— start EXTRACTED MATERIAL —

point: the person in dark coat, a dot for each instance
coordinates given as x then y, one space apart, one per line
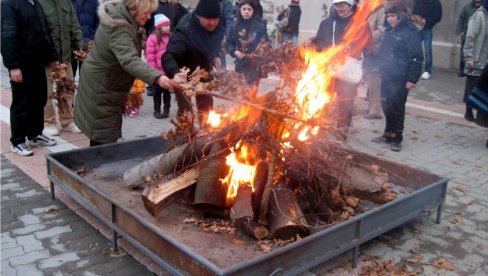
248 32
164 7
26 49
427 13
180 11
291 31
345 91
400 58
196 42
86 12
462 28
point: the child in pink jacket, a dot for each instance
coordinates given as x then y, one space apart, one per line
155 48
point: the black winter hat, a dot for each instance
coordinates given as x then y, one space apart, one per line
399 9
208 8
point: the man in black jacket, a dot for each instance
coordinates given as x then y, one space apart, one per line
290 33
26 49
196 42
427 13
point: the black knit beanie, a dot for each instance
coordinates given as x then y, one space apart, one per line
208 8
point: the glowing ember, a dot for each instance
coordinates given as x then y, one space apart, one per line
241 172
214 119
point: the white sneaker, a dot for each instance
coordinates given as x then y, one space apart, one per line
425 76
72 128
51 130
43 141
22 149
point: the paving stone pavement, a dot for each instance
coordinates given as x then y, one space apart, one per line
437 140
41 236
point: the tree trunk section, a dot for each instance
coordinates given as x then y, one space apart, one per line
285 217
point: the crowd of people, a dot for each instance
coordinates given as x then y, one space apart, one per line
153 40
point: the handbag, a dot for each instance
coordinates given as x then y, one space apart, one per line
351 71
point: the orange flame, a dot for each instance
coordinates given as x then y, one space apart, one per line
214 119
241 170
315 89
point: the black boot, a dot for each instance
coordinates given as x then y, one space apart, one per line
157 115
469 114
165 113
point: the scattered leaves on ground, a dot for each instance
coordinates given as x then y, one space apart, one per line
442 263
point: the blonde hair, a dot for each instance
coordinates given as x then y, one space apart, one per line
140 6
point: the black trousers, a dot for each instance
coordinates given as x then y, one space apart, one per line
471 81
28 100
158 91
393 100
75 65
345 95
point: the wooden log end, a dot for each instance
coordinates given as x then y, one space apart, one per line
255 230
288 232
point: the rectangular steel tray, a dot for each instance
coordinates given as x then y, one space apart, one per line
183 249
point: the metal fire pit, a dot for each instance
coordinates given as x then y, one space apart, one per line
185 250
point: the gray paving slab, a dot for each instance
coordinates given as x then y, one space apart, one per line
48 238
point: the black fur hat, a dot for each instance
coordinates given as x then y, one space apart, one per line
208 8
400 10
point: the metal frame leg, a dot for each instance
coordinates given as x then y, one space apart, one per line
53 196
115 246
355 256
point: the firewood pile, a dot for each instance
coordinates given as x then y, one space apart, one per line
253 169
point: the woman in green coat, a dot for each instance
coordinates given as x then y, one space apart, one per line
111 67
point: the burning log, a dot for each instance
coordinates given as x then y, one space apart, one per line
286 219
242 214
264 203
209 189
241 211
157 197
260 181
255 230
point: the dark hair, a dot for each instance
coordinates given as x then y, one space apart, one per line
248 2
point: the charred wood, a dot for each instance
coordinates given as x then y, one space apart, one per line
157 197
209 189
286 219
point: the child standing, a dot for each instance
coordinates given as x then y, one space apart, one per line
133 100
247 33
400 68
155 48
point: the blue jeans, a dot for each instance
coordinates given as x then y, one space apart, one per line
426 35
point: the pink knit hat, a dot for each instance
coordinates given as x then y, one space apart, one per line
160 20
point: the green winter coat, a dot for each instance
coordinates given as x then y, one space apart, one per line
108 73
63 26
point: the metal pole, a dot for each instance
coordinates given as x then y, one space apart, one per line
53 196
114 233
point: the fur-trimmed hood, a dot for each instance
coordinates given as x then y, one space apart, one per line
114 14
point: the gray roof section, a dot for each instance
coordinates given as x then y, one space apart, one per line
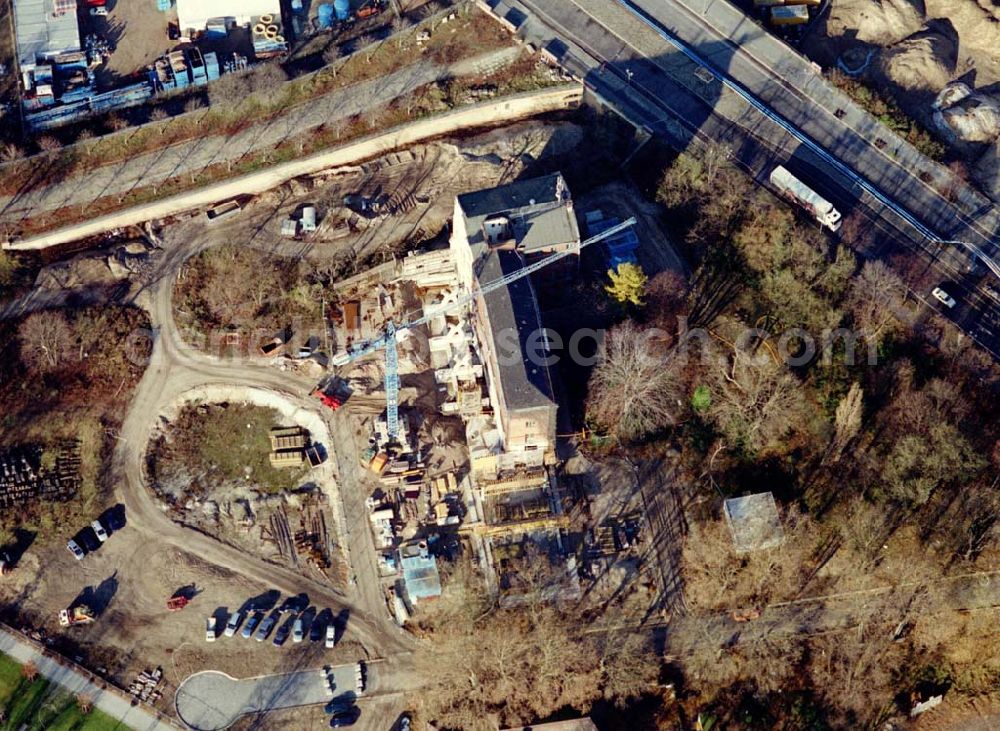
41 33
516 324
540 210
754 522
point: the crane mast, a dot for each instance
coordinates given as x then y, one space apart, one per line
388 339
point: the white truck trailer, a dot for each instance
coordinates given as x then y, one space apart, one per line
798 192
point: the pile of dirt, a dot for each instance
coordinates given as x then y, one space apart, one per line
939 59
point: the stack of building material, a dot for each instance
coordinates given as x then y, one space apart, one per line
268 36
288 446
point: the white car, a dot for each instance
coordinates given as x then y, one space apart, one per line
77 552
102 535
943 297
233 624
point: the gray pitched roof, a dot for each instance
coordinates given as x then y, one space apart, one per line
512 310
538 208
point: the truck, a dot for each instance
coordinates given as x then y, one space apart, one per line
80 614
794 190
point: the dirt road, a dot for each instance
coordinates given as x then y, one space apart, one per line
195 155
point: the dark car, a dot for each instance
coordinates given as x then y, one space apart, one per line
347 717
317 630
251 625
282 634
294 604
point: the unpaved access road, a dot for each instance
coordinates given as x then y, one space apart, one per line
193 156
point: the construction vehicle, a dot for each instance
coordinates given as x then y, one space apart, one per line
80 614
333 392
794 190
177 603
387 340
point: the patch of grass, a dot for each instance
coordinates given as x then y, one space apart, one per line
39 705
82 398
208 447
17 274
890 114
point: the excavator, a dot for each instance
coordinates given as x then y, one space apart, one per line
80 614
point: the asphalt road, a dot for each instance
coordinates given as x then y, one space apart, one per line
630 65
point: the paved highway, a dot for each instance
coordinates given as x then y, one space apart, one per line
726 81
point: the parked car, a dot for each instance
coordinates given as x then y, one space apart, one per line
265 628
252 621
347 717
943 297
102 535
75 549
282 634
317 627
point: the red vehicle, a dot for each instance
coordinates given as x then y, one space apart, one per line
333 402
177 603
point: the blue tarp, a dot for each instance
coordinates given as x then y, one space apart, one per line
621 247
421 577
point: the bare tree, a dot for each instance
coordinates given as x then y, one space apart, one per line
46 340
847 421
874 298
366 42
634 390
756 401
117 123
331 55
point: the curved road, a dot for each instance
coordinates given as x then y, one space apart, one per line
173 369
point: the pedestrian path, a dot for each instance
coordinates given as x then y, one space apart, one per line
115 704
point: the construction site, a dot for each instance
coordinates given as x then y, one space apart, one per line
442 446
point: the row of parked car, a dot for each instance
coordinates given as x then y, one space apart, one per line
259 625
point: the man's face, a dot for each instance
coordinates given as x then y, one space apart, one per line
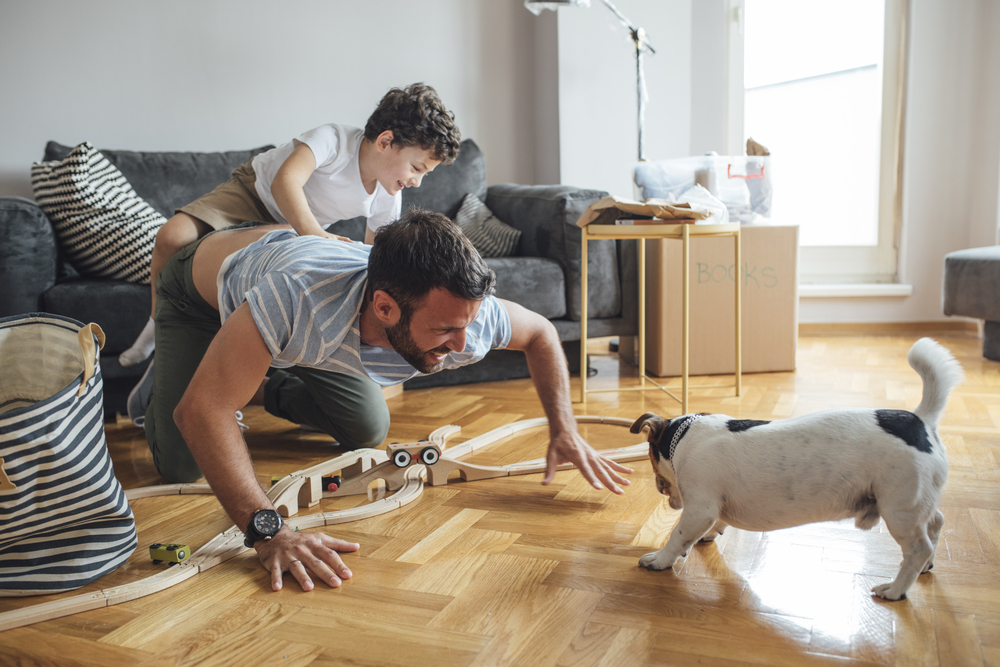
435 328
404 167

— end EXTRACTED MATERIAL —

> [TASK PROMPT]
Drop the images and repeat the data exactly.

> [WORKED SOLUTION]
point: the person in dark coat, a dot for each instance
coordinates given as x then y, one space apart, one per line
248 32
164 7
26 49
427 13
180 11
291 31
345 91
400 58
196 42
86 12
462 28
point: the child in pink jacket, a dot for each instance
coordinates given as x then y, one space apart, one per line
155 48
point: the black winter hat, a dot for each instance
coordinates given as x then y, one space apart, one per line
399 9
208 8
point: the man in black jacket, a dot for each instance
coordinates given as x then y, one space apart, one per line
290 33
26 49
196 42
427 13
point: the black knit beanie, a dot for each instance
coordinates given as x then y, one space apart, one per line
208 8
point: the glowing ember, a dot for each instance
coordinates given as x then y, one space apart, one per line
241 172
214 119
point: the white sneaker, a dot for each instance
coordinates given as x then y, one space apart, one per line
425 76
72 128
51 130
43 141
22 149
point: the paving stone pavement, a dot for each instance
coordinates given as x then y, one space apart, one per line
437 140
41 236
point: the tree trunk section, a dot for each instance
coordinates given as x then y, one space apart, one per line
285 217
point: the crowd of people, a dot for each instance
coordinates given as x then y, one space apart, one per line
153 40
point: the handbag, a dot for each instance
coordinates given as x then y, one space apart, one per line
351 71
point: the orange flame, a dot for each instance
coordinates given as x then y, one space apart, one per line
214 119
241 170
315 89
point: the black boot, a dot for each instance
coordinates given as x then y, one space apart, one per line
157 115
469 114
165 113
point: the scattered leaves on ground, a dot for each instance
coordinates given as x then y, one space apart, one per line
442 263
point: the blonde hair, a dot for each instance
coordinates given as x then y, one space apart, one per line
140 6
point: the black trousers, a dot for each instance
coordinates given as x then y, one space apart, one per line
471 81
28 100
158 91
393 100
75 65
345 95
point: the wooden log end, a dot for each instance
coordinates given as x then y, one space apart, one per line
255 230
288 232
point: the rectangular steel tray, a dot for each instance
coordinates given as x then y, one space apart, one per line
183 249
point: the metal fire pit, a dot for each instance
coordinates given as x then y, one space apart, one per line
185 250
point: the gray paving slab, a dot for each instance
coordinates given as x then y, one space apart, one per line
48 238
point: the black fur hat, a dot for each instance
coordinates given as x then y, one space apart, one per line
208 8
400 10
point: the metal frame leg, a dot for each instance
coordinates given as x then y, one space apart, one per line
53 196
115 246
355 256
point: the firewood pile, a dot for each instance
coordinates given as x then y, one space apart, one per line
253 169
point: the woman in green coat, a dot for each instance
coordinates given as x then y, one space apart, one per line
111 67
point: the burning log, a dot for each instance
coordinates given as x then y, one space apart, one per line
286 219
242 214
264 203
209 189
241 211
157 197
260 181
255 230
point: the dark hair, a dot for each instance
coordinates given as x then y, one space apart, one per line
248 2
point: the charred wood, a dot for each instance
coordinates given as x then y, one space apart, one per line
157 197
209 189
286 219
point: the child standing, a dot for each instance
coordinates given as x then y, one space apart, one per line
133 100
247 33
400 68
155 48
point: the blue jeans, a dot for each instance
coordinates given as x then y, one space apart, one per line
426 35
point: the pink knit hat, a dot for each instance
coordinates given as x then y, one space apart, one per line
160 20
point: the green winter coat, a dot for each instance
coordinates given as x then y, one space apart, one per line
108 73
63 26
point: the metal pole, a dot for each instance
coordinates given as x then y, one space apart, one per line
53 196
114 233
point: the fur-trimmed hood, a dot for each instance
coordinates given as x then y, one space apart, one per line
114 14
point: the gray roof section, a dot for each instance
coordinates given as x then y, one space apart, one per line
41 33
516 324
540 210
754 522
point: the crane mast, a dot for each instance
coordinates given as x then y, one space apart, one per line
388 339
point: the white truck trailer, a dot for each instance
coordinates given as x then y, one space apart, one per line
798 192
point: the pile of dirt, a dot for each instance
coordinates given as x then y, one space apart, one per line
939 59
point: the stack of building material, a dot for each instance
coordinates given as x then y, one space apart, one per line
268 36
288 446
point: the white car, a dot for each instance
coordinates given as x then y, one space apart, one per line
77 552
102 535
943 297
233 624
point: the gray pitched roof, a dot for each instance
coordinates given as x then y, one space apart, one per line
512 310
538 208
point: the truck, a dot for each instance
coordinates given as x then y, one space apart, one per line
80 614
794 190
point: the dirt road, a dot for each instance
coordinates given as x then y, one space apart, one per line
195 155
point: the dark car, a dot for each instance
coordinates given as x then y, one space apart, one per line
347 717
317 630
251 625
282 634
294 604
point: the unpaved access road, a dot for each instance
coordinates given as x then y, one space apart, one per line
193 156
point: the construction vehicle, a dot for each instance
coordinates given as x then y, one space apart, one per line
80 614
333 392
794 190
177 603
387 340
point: the patch of grass, a dot for each instance
coordinates given as x then y, one space apart, one per line
39 705
82 398
208 447
17 274
890 114
point: the excavator, a dot for each instance
coordinates given as x then y, one space apart, one per line
80 614
point: the asphalt road, a dot for each instance
coordinates given as x then y, one space apart, one per line
630 65
point: the paved highway, a dot for each instance
coordinates given as x then y, one space apart, one per line
726 81
point: the parked car, a dot for each instance
coordinates given as x then y, one space apart, one per line
265 628
252 621
347 717
943 297
102 535
75 549
282 634
317 627
point: the red vehicle, a dot for each instance
coordinates given as x then y, one space apart, one per line
333 402
177 603
point: the blue tarp, a dot for each instance
coordinates given as x then y, one space apart, one per line
621 247
421 577
point: the bare tree, a dot for each instance
coordinates given as x then y, one space apart, one per line
46 340
847 421
874 298
366 42
634 390
756 401
117 123
331 55
point: the curved road, a dot for each instance
coordinates given as x then y, one space apart, one per line
173 369
point: the pedestrian path, a dot for each instance
coordinates given as x then y, one space apart, one per line
115 704
point: the construction site, a dot for each instance
coordinates given as x then y, one space apart, one per line
442 446
point: the row of parked car, a dot for each instance
coordinates given as x then y, one space apart, one per line
259 625
point: the man's face, a dot for each instance
coordinates given as x then y, one space apart, one per line
435 328
404 167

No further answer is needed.